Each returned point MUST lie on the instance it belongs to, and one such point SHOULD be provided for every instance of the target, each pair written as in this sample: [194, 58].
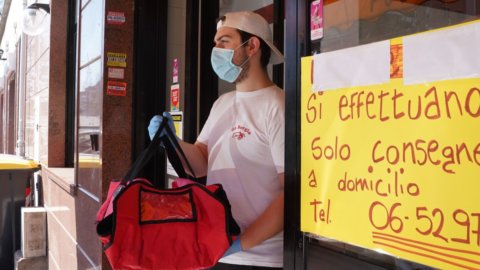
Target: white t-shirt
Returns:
[245, 136]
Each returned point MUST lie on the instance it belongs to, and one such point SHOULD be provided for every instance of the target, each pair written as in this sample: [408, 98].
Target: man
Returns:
[241, 145]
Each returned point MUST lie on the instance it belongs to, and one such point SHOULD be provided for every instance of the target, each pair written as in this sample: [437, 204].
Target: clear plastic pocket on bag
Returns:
[159, 207]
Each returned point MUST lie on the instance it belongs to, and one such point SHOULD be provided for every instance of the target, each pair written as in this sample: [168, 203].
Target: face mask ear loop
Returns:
[248, 58]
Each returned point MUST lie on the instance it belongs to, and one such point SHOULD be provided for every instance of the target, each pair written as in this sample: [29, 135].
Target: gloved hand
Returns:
[234, 248]
[155, 124]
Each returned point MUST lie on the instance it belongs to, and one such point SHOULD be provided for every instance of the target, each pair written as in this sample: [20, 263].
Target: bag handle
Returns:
[146, 155]
[173, 149]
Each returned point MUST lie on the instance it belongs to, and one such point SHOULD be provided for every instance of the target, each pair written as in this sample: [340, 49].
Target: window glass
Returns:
[351, 23]
[91, 31]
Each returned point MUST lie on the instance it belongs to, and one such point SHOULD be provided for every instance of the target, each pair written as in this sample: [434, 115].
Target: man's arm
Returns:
[197, 155]
[268, 224]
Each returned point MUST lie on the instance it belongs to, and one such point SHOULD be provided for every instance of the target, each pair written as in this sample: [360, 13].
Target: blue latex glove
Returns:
[234, 248]
[155, 124]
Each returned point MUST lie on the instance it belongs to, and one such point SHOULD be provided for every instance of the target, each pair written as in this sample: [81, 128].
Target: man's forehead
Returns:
[226, 32]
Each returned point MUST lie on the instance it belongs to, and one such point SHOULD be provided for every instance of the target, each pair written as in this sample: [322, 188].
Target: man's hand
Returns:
[234, 248]
[155, 124]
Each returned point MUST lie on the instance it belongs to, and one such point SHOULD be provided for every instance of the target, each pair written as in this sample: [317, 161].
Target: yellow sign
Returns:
[394, 167]
[116, 59]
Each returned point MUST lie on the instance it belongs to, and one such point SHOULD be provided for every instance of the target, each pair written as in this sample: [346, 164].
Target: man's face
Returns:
[229, 38]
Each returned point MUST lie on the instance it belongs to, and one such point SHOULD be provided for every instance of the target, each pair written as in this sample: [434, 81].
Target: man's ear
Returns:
[253, 45]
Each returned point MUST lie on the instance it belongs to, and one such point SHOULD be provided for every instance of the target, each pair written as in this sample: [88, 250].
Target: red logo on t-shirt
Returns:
[239, 132]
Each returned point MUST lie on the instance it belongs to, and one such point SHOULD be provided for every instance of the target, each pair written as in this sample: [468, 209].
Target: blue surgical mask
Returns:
[222, 63]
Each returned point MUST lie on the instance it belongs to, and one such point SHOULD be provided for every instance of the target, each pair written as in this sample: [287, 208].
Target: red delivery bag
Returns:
[144, 227]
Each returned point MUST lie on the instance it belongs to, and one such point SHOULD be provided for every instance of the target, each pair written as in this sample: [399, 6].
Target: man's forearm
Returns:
[197, 157]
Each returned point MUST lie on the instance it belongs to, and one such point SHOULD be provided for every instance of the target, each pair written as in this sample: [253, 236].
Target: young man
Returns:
[241, 145]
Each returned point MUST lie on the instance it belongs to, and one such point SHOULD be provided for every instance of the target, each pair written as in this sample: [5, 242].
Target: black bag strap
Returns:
[176, 156]
[173, 150]
[146, 155]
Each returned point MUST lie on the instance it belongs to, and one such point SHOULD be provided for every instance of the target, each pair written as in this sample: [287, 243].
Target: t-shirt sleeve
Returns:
[276, 136]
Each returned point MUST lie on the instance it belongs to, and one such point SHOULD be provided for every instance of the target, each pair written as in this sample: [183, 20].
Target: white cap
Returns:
[254, 24]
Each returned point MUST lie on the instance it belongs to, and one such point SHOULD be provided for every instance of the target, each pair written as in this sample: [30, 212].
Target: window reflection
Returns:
[90, 108]
[351, 23]
[91, 31]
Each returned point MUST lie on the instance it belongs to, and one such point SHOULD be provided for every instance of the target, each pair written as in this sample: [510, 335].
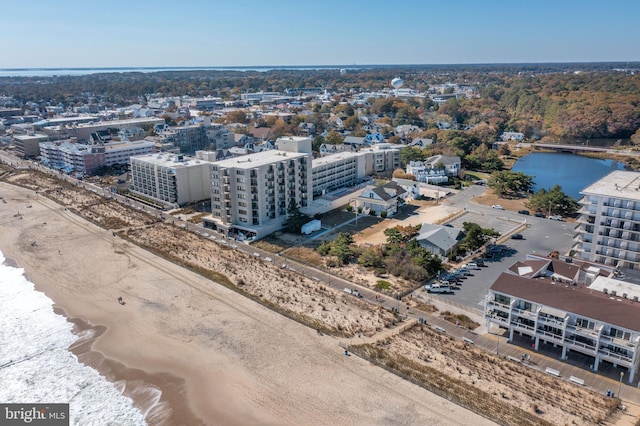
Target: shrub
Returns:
[383, 285]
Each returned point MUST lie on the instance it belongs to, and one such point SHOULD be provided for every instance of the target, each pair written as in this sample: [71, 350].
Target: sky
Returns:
[194, 33]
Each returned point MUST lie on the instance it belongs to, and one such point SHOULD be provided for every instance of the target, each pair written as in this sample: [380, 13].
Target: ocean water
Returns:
[36, 365]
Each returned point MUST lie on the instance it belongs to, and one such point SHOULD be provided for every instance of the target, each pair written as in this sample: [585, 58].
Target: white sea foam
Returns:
[37, 367]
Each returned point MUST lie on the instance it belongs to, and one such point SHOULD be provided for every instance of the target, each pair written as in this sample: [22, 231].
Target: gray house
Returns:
[439, 240]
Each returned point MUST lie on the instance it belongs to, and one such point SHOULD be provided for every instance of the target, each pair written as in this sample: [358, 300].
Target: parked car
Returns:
[437, 288]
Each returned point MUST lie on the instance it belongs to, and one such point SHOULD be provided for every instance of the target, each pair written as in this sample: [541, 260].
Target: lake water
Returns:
[572, 172]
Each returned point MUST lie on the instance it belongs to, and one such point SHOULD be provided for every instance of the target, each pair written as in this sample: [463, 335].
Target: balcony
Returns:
[498, 305]
[551, 321]
[497, 318]
[524, 313]
[569, 343]
[614, 357]
[518, 326]
[616, 341]
[555, 338]
[582, 331]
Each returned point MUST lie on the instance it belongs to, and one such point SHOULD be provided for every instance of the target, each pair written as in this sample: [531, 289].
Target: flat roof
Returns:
[617, 184]
[115, 123]
[258, 159]
[332, 158]
[578, 299]
[168, 159]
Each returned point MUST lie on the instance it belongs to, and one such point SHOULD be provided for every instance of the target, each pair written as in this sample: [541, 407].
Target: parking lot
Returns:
[540, 236]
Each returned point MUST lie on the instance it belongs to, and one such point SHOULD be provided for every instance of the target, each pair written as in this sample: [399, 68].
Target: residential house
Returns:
[451, 164]
[384, 198]
[512, 136]
[261, 133]
[439, 240]
[574, 306]
[421, 142]
[308, 129]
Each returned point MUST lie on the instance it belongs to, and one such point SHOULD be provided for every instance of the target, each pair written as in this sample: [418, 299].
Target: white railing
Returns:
[613, 355]
[580, 344]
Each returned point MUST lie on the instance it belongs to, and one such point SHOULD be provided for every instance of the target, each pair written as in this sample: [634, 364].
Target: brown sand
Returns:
[215, 355]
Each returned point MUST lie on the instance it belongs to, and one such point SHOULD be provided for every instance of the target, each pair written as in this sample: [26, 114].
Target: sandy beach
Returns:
[218, 357]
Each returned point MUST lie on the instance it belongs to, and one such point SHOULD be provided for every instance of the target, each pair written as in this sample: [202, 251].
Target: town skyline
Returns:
[252, 34]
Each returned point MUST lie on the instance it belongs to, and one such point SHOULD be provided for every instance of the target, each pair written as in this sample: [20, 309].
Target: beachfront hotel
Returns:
[608, 229]
[339, 170]
[251, 195]
[84, 159]
[571, 306]
[170, 179]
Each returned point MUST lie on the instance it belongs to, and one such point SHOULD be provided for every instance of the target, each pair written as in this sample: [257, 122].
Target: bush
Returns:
[383, 285]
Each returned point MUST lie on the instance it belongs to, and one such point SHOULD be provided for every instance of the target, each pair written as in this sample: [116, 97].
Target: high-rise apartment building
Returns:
[251, 195]
[608, 230]
[171, 179]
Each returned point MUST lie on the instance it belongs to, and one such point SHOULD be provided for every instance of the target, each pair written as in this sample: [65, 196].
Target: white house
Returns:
[438, 240]
[512, 136]
[385, 198]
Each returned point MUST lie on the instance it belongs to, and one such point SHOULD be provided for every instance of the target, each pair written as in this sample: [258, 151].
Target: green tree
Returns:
[476, 236]
[341, 248]
[295, 220]
[409, 154]
[553, 201]
[334, 138]
[508, 183]
[370, 258]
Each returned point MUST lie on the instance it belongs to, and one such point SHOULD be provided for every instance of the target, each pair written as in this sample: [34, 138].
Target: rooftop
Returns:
[166, 159]
[328, 159]
[259, 159]
[617, 184]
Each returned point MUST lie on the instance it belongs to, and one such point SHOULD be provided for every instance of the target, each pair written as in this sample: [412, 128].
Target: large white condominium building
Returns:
[570, 308]
[608, 228]
[84, 160]
[83, 131]
[339, 170]
[251, 195]
[171, 179]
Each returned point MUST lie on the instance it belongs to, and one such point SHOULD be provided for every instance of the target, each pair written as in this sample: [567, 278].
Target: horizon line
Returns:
[317, 65]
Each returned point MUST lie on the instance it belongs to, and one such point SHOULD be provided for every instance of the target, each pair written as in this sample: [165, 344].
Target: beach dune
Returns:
[217, 357]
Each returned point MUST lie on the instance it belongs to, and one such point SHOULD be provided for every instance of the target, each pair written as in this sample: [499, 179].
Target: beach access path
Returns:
[241, 363]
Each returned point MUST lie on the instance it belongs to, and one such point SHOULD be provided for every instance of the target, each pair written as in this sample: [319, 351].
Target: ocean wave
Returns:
[36, 365]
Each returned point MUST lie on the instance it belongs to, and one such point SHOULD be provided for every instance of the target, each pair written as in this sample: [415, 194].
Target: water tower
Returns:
[397, 83]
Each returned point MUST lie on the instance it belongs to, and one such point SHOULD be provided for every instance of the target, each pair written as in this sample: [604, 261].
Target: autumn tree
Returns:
[238, 116]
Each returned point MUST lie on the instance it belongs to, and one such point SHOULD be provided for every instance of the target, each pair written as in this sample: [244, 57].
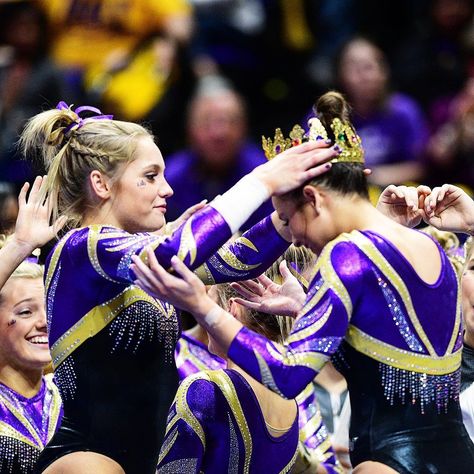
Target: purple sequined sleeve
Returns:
[317, 333]
[246, 257]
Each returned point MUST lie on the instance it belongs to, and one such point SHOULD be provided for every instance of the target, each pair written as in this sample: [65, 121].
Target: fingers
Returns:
[316, 157]
[36, 187]
[258, 288]
[243, 291]
[191, 210]
[317, 171]
[22, 195]
[264, 280]
[437, 195]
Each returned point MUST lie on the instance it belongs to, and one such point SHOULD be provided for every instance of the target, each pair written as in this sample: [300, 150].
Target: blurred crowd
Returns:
[210, 77]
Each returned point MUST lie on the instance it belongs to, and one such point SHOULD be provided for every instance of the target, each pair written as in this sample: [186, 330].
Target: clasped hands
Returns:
[447, 207]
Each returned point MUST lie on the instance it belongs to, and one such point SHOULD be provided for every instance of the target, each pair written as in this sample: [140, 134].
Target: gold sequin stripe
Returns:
[182, 408]
[323, 452]
[167, 445]
[406, 360]
[309, 305]
[329, 275]
[248, 243]
[310, 330]
[396, 281]
[10, 432]
[304, 394]
[266, 375]
[457, 324]
[24, 421]
[185, 354]
[224, 382]
[312, 360]
[205, 275]
[55, 408]
[288, 467]
[232, 260]
[97, 319]
[311, 426]
[93, 237]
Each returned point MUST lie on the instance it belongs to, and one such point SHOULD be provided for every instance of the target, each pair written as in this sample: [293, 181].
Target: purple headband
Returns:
[79, 122]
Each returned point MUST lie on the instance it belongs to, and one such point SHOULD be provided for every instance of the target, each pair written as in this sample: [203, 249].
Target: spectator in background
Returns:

## PROMPT
If a line above contains the string "building", count it, then give the total and nothing else.

## EXERCISE RESULT
2